What you will do — Lines to restate from the data below: from the one containing "column 191, row 16" to the one containing "ultrasound image carries", both included. Give them again exactly, and only them.

Record set —
>>>>
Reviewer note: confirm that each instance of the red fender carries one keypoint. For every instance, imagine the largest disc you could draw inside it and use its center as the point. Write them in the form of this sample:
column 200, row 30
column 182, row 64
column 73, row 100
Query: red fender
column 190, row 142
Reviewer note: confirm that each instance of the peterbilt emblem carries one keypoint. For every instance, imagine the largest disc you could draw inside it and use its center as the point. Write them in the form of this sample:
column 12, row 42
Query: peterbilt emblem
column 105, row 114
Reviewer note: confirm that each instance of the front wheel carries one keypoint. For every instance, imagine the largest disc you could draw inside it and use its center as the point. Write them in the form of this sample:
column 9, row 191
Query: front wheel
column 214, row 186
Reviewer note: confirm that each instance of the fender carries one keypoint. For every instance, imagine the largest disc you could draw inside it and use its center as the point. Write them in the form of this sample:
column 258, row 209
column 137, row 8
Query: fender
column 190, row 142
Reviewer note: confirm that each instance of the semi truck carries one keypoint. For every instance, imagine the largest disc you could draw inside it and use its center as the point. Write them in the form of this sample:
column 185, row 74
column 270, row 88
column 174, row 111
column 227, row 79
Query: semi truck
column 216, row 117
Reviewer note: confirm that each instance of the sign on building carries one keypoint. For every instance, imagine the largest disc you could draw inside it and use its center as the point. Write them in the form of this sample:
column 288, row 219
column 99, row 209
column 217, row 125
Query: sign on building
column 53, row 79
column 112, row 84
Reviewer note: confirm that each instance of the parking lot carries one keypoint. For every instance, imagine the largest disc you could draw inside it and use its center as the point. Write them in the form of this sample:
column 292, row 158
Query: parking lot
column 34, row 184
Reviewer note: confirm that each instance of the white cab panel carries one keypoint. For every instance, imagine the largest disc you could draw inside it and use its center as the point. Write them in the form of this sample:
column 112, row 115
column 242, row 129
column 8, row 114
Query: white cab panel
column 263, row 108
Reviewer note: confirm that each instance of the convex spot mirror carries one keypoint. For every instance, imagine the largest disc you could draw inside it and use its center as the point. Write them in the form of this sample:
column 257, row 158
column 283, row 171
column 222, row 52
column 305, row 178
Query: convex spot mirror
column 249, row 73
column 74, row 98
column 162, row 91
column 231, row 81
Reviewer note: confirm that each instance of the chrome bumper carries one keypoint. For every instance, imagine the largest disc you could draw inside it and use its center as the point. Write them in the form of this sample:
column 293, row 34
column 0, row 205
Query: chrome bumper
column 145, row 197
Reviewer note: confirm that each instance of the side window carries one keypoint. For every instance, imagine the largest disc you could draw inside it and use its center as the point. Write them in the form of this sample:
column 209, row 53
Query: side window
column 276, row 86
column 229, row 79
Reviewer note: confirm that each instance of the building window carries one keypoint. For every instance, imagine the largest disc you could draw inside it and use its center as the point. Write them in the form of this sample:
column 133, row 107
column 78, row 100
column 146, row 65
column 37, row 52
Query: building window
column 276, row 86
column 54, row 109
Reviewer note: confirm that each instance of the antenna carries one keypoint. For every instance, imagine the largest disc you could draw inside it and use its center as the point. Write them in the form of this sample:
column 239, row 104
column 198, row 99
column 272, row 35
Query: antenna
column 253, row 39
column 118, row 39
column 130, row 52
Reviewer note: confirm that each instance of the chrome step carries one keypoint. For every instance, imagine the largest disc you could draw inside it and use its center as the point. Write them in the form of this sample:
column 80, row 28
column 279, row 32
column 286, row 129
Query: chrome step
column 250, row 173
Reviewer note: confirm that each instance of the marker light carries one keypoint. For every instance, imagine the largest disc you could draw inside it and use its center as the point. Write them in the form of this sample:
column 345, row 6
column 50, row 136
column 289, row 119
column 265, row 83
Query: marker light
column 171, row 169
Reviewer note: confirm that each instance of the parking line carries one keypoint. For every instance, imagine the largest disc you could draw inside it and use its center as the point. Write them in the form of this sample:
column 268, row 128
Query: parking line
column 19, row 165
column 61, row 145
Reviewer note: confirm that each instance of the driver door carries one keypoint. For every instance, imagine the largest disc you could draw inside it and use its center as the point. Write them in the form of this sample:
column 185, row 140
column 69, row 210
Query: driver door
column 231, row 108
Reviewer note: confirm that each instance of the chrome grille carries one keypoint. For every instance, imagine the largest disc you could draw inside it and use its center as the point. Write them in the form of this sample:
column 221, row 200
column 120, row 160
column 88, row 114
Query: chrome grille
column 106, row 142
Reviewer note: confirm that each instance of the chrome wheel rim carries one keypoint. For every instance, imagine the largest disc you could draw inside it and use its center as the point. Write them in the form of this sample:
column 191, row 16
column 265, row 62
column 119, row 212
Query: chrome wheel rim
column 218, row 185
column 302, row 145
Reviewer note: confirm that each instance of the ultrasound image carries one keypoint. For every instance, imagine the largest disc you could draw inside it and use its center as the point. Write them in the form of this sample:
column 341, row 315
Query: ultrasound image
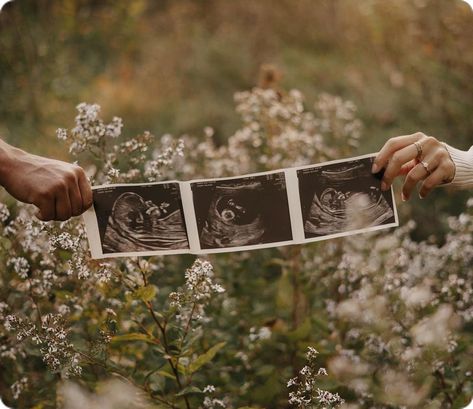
column 140, row 218
column 342, row 197
column 243, row 211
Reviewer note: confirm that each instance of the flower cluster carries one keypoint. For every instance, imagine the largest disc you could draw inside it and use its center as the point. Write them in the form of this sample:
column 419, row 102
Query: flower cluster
column 306, row 393
column 90, row 130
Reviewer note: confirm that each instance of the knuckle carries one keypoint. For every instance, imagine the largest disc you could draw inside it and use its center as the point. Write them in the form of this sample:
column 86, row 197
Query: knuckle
column 396, row 159
column 431, row 140
column 428, row 184
column 391, row 142
column 45, row 194
column 410, row 179
column 78, row 171
column 70, row 176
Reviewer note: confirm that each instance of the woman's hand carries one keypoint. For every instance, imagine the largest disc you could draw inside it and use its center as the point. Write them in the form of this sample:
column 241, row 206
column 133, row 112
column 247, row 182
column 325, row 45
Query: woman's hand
column 59, row 189
column 420, row 157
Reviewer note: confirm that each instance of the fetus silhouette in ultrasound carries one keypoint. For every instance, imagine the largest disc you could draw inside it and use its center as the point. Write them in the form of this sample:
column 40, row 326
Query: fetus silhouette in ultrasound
column 136, row 225
column 234, row 217
column 346, row 197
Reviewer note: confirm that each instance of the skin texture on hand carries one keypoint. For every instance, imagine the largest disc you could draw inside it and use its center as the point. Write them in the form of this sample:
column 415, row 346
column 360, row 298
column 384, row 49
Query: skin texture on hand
column 400, row 156
column 59, row 189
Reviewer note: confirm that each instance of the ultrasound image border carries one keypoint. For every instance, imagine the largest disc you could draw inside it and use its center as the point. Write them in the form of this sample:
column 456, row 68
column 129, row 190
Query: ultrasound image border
column 91, row 220
column 301, row 234
column 191, row 196
column 295, row 213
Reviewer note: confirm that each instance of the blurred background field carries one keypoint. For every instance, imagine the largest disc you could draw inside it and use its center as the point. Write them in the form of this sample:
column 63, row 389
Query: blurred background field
column 173, row 66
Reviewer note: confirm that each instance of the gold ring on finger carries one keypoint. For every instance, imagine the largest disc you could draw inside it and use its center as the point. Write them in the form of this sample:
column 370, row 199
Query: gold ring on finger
column 419, row 150
column 425, row 165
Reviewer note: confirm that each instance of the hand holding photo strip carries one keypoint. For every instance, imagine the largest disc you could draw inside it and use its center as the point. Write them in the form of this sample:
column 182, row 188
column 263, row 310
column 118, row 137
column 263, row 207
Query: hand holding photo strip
column 268, row 209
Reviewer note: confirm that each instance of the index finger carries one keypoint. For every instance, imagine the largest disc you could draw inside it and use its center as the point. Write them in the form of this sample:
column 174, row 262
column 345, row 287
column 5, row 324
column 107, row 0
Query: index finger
column 85, row 191
column 391, row 146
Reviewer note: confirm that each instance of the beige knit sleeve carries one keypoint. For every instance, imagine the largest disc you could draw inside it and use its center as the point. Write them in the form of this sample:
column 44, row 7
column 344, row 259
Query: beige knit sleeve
column 464, row 168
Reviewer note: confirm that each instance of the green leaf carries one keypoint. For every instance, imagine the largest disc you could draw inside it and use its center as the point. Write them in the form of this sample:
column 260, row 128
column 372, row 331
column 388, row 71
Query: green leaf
column 301, row 332
column 188, row 391
column 167, row 375
column 205, row 358
column 133, row 336
column 284, row 292
column 145, row 293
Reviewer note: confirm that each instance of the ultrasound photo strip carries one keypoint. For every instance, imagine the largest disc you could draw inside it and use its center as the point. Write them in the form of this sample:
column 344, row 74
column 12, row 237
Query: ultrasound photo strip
column 261, row 210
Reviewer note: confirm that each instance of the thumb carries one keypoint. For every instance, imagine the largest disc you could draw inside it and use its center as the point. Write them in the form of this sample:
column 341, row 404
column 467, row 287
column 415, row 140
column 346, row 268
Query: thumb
column 406, row 168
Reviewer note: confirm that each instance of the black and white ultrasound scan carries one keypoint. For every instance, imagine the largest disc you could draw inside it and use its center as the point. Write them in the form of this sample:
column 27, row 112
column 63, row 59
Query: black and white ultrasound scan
column 139, row 218
column 269, row 209
column 342, row 197
column 242, row 211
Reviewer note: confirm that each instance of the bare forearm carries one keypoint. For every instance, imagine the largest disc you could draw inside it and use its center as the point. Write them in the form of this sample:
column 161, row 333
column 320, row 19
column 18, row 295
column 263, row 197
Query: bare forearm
column 59, row 189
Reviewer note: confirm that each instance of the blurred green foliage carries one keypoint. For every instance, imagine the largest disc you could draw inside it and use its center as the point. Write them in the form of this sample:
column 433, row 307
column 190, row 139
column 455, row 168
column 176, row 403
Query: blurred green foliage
column 173, row 66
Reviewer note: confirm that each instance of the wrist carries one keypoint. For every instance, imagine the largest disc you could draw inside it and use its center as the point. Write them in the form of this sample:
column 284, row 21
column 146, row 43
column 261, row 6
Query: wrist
column 8, row 158
column 463, row 161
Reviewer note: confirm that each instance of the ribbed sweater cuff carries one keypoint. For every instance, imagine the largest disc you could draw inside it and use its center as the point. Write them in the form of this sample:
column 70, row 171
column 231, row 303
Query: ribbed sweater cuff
column 464, row 168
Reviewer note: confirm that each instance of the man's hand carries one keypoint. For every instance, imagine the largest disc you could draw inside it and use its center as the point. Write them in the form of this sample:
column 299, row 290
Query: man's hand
column 59, row 189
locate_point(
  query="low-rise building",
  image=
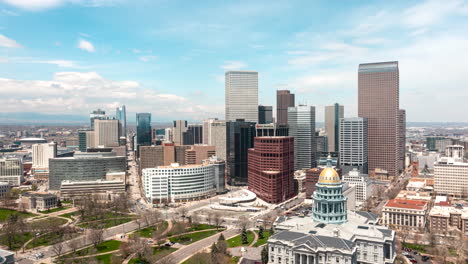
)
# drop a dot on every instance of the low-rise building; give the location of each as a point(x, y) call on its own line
point(39, 201)
point(362, 184)
point(412, 195)
point(4, 188)
point(7, 257)
point(451, 177)
point(70, 189)
point(331, 234)
point(443, 219)
point(176, 183)
point(405, 214)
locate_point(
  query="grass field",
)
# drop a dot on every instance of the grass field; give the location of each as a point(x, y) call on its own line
point(148, 231)
point(106, 246)
point(5, 213)
point(199, 227)
point(260, 241)
point(237, 240)
point(415, 247)
point(159, 252)
point(57, 209)
point(18, 242)
point(190, 238)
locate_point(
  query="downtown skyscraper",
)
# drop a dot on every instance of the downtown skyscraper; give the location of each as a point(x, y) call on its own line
point(241, 88)
point(143, 136)
point(301, 121)
point(284, 99)
point(121, 115)
point(378, 101)
point(333, 113)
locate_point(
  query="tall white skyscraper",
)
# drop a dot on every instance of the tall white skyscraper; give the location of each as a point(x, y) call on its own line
point(333, 113)
point(241, 95)
point(106, 133)
point(41, 153)
point(121, 115)
point(301, 121)
point(353, 144)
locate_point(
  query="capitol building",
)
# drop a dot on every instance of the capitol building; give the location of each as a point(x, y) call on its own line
point(331, 234)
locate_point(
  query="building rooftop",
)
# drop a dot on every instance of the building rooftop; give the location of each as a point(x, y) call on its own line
point(406, 204)
point(359, 223)
point(378, 67)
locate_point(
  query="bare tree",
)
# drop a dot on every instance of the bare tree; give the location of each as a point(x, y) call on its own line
point(96, 236)
point(57, 248)
point(217, 219)
point(74, 244)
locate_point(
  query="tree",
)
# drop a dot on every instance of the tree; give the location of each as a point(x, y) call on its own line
point(217, 220)
point(260, 232)
point(244, 236)
point(221, 245)
point(264, 254)
point(214, 253)
point(74, 244)
point(57, 248)
point(96, 236)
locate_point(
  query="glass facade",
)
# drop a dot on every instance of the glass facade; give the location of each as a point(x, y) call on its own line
point(143, 129)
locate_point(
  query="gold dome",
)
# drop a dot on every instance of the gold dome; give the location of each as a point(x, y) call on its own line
point(329, 175)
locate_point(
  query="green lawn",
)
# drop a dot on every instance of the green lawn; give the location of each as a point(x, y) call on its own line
point(266, 235)
point(50, 221)
point(18, 242)
point(106, 223)
point(57, 209)
point(68, 215)
point(415, 247)
point(148, 231)
point(237, 240)
point(48, 239)
point(5, 213)
point(199, 227)
point(106, 246)
point(159, 252)
point(190, 238)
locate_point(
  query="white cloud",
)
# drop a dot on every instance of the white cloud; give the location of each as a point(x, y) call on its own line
point(39, 5)
point(233, 65)
point(8, 42)
point(60, 63)
point(79, 92)
point(148, 58)
point(34, 5)
point(86, 45)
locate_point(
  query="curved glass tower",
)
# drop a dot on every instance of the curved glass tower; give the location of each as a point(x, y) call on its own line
point(329, 202)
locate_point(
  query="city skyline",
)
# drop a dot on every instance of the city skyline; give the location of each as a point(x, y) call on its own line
point(73, 67)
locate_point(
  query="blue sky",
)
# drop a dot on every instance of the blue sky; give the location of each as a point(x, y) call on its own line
point(169, 57)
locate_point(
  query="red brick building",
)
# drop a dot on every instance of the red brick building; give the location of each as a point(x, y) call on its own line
point(312, 176)
point(271, 168)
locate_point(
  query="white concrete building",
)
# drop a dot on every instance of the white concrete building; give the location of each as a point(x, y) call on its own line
point(11, 171)
point(175, 183)
point(405, 214)
point(457, 152)
point(451, 177)
point(302, 127)
point(107, 133)
point(328, 238)
point(362, 183)
point(4, 188)
point(41, 153)
point(353, 144)
point(218, 138)
point(241, 95)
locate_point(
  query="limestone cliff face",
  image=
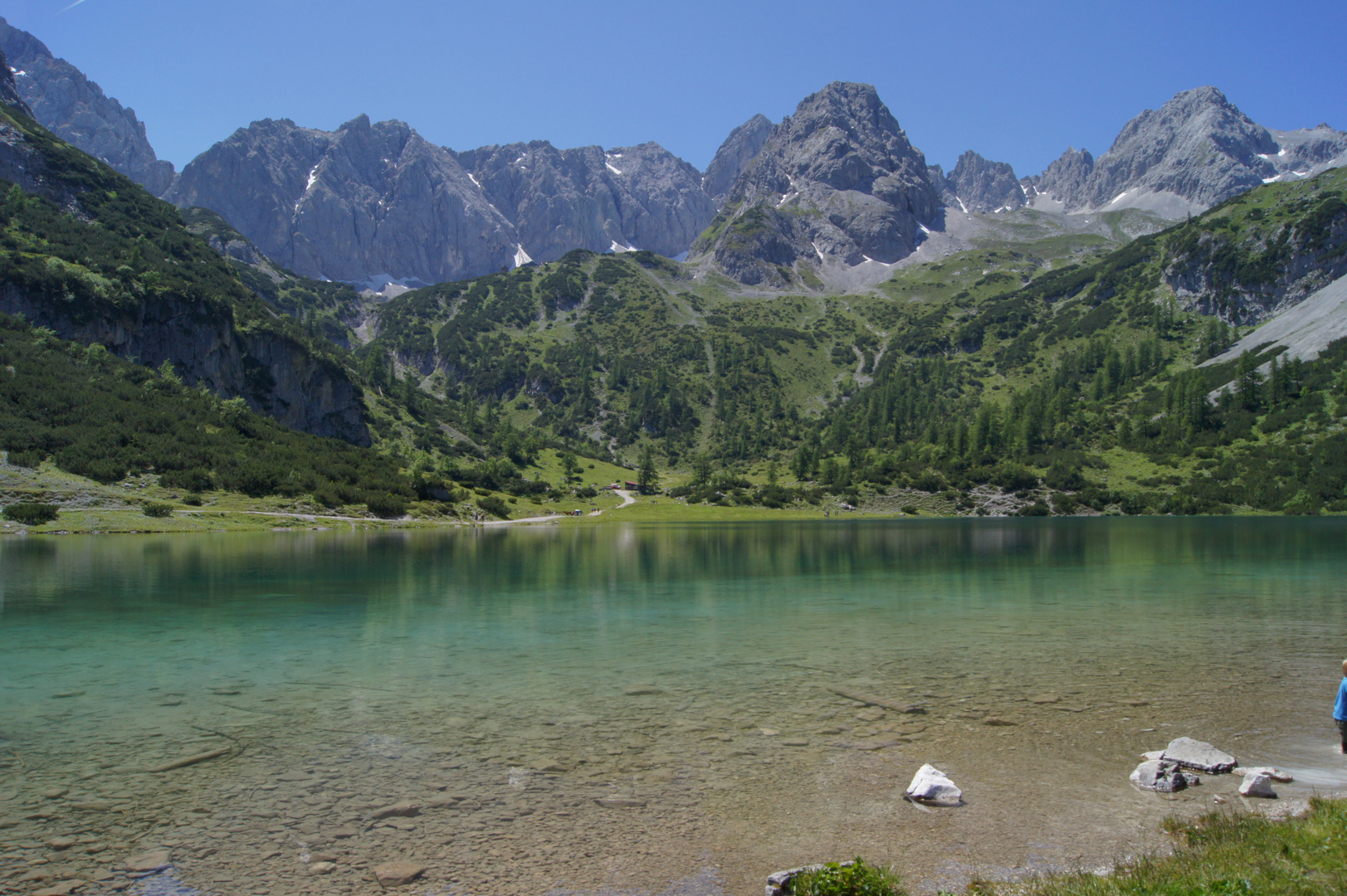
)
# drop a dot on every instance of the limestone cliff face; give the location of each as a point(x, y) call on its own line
point(352, 204)
point(76, 110)
point(275, 373)
point(836, 183)
point(1195, 151)
point(739, 150)
point(979, 185)
point(10, 90)
point(378, 201)
point(639, 197)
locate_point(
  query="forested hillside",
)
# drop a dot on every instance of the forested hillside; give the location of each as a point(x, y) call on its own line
point(1044, 373)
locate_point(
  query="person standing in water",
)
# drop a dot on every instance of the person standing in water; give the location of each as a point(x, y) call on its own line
point(1340, 708)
<<<<
Completed task —
column 191, row 16
column 265, row 62
column 119, row 212
Query: chrome wheel rim
column 218, row 185
column 302, row 145
Reviewer note: confirm that each instance of the ultrasound image carries one keypoint. For every instance, imagine the largest disc you could draw inside it and use its center as the point. Write them in the form of this sample:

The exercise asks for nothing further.